» Tasks to complete
• a. In the passage on California property tax, what is the maximum amount of tax on real estate limited to?
• b. Summarize the passage on California property tax in two sentences.
• c. Reproduce everything in the passage on California property tax from "Property is assessed" down to "1-800-852-5711, or visit.".

----- Text passage -----

Property is assessed at 100% of full cash value.  The maximum amount of tax on real estate is limited to 1% of the full cash value.  Under the homestead program, the first $7,000 of the full value of a homeowner’s dwelling is exempt.  The Franchise Tax Board’s Homeowner Assistance program, which provided property tax relief to persons who were blind, disabled, or at least 62 years old, and met certain minimum annual income thresholds, has been halted.  The state budgets approved for the 2008/2009 and 2009/2010 fiscal years deleted funding for this Homeowner and Renter Assistance Program that once provided cash reimbursement of a portion of the property taxes that residents paid on their home.  For more information, call the Franchise Tax Board at 1-800-852-5711, or visit.


The California constitution provides a $7,000 reduction in the taxable value for a qualifying owner-occupied home.  The home must have been the principal place of residence of the owner on the lien date, January 1st.  To claim the exemption, the homeowner must make a one-time filing of a simple form with the county assessor where the property is located.  The claim form, BOE-266,Claim for Homeowners’ Property Tax Exemption, is available from the county assessor.  For more information on the property tax program click here.

----- Entries shown -----

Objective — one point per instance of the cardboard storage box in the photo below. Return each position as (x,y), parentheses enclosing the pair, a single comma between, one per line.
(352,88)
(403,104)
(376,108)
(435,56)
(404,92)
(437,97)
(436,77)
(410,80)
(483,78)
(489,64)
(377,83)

-----

» Written responses
• a. 1% of the full cash value.

• b. Property is assessed at full cash value, real estate tax is capped at 1% of that value, and a qualifying owner-occupied home gets a $7,000 reduction in taxable value through a one-time filing with the county assessor. The Franchise Tax Board's Homeowner Assistance program for blind, disabled, or at least 62-year-old residents who met certain income thresholds has been halted after state budgets deleted its funding.

• c.
Property is assessed at 100% of full cash value.  The maximum amount of tax on real estate is limited to 1% of the full cash value.  Under the homestead program, the first $7,000 of the full value of a homeowner’s dwelling is exempt.  The Franchise Tax Board’s Homeowner Assistance program, which provided property tax relief to persons who were blind, disabled, or at least 62 years old, and met certain minimum annual income thresholds, has been halted.  The state budgets approved for the 2008/2009 and 2009/2010 fiscal years deleted funding for this Homeowner and Renter Assistance Program that once provided cash reimbursement of a portion of the property taxes that residents paid on their home.  For more information, call the Franchise Tax Board at 1-800-852-5711, or visit.